Aidan Krainock became a clinic escort in Portland, Oregon shortly after seeing a documentary about the slain Kansas abortion provider Dr. George Tiller. She recalls how some of the worst tactics by protesters often targeted women of color; some protesters would approach Black patience and use rhetoric likening their abortions with “Black genocide,” while in one case, a pastor who regularly protested the clinic harassed a nurse who wore a hijab.

On other occasions, since the clinic was in a residential area and the pastor who led protests would arrive with loudspeakers as early as 7 am on Saturday mornings, residents would often come outside to confront him. “It would lead to loud, long philosophical arguments that never really went anywhere,” Krainock says.

Those loud, hostile arguments are exactly what clinic escorts are there to help diffuse.

“A general rule of thumb is, ‘do not engage,’ especially if a protester is hostile,” Ganjaie tells us. “You’re not going to reason with that person, you’re not going to convince someone yelling obscenities at you about abortions. That’s the reality. And further, we want to avoid [agitating] that person and creating a possibly unsafe situation.”

Rather, volunteers agree that escorting is about the comfort and safety of patients.

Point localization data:
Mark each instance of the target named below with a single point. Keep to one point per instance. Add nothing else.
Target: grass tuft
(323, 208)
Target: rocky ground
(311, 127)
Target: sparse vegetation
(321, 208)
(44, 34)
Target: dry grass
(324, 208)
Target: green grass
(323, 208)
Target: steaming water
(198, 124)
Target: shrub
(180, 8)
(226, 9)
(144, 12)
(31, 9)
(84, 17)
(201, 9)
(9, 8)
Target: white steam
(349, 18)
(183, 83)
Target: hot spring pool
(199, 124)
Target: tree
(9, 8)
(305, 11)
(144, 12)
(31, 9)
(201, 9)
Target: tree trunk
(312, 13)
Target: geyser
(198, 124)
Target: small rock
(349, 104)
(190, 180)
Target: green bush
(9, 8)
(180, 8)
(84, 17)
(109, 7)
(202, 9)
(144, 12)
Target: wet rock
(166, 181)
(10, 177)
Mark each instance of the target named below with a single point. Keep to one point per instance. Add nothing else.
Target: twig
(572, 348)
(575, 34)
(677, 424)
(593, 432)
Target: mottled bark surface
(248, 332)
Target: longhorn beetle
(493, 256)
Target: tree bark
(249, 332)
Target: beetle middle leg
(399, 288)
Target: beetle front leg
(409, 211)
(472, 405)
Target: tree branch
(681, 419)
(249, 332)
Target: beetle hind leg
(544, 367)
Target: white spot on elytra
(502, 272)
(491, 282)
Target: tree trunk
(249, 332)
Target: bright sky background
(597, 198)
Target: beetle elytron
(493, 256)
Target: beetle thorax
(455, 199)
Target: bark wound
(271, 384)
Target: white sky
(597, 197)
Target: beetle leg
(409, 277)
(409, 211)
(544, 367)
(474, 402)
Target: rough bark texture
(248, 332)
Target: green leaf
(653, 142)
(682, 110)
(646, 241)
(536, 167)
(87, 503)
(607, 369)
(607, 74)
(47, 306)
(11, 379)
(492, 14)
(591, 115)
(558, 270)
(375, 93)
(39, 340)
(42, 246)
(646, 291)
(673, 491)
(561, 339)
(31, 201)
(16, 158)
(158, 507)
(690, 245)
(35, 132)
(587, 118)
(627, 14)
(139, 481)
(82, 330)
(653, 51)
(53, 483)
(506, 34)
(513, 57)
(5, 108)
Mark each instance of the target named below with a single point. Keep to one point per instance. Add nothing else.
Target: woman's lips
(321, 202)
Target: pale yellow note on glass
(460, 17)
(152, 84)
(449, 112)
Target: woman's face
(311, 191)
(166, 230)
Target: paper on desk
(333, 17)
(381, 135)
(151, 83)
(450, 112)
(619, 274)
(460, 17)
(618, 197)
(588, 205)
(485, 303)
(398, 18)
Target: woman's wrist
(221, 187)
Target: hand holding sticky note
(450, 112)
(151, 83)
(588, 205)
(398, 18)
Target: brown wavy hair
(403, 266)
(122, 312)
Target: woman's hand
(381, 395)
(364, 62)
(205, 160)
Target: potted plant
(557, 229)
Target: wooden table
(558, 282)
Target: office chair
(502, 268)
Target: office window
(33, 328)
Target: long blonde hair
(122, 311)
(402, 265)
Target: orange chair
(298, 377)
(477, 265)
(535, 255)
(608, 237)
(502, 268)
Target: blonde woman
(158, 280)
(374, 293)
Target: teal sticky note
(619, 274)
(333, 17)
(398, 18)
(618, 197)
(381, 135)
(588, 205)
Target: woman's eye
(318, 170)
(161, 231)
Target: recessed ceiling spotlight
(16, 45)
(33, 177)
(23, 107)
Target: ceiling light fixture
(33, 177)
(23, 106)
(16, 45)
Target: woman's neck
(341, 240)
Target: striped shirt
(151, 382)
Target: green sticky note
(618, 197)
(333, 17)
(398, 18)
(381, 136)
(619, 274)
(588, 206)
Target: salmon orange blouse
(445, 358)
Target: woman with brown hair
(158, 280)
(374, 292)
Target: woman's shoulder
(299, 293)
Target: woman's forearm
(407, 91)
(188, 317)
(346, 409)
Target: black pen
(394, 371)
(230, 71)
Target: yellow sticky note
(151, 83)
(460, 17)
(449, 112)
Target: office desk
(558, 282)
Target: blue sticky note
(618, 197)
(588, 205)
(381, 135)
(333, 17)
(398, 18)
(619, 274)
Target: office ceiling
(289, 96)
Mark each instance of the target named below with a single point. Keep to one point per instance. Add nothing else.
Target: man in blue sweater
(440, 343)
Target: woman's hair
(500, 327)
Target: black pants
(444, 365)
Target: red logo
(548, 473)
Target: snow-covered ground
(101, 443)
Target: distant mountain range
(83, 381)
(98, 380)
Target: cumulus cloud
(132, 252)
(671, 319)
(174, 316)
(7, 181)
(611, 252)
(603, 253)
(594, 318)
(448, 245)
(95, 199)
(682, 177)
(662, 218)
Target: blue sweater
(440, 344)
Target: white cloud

— WORK TO COMPLETE —
(1) List every person named in the passage on clinic escorts.
(2) In the passage on clinic escorts, how early on Saturday mornings would the pastor who led protests arrive with loudspeakers?
(3) Rewrite the passage on clinic escorts from "Those loud, hostile" to "safety of patients.", changing "volunteers" to "escorts".

— RESPONSES FOR EACH TASK —
(1) Aidan Krainock, Dr. George Tiller, Ganjaie

(2) As early as 7 am.

(3)
Those loud, hostile arguments are exactly what clinic escorts are there to help diffuse.

“A general rule of thumb is, ‘do not engage,’ especially if a protester is hostile,” Ganjaie tells us. “You’re not going to reason with that person, you’re not going to convince someone yelling obscenities at you about abortions. That’s the reality. And further, we want to avoid [agitating] that person and creating a possibly unsafe situation.”

Rather, escorts agree that escorting is about the comfort and safety of patients.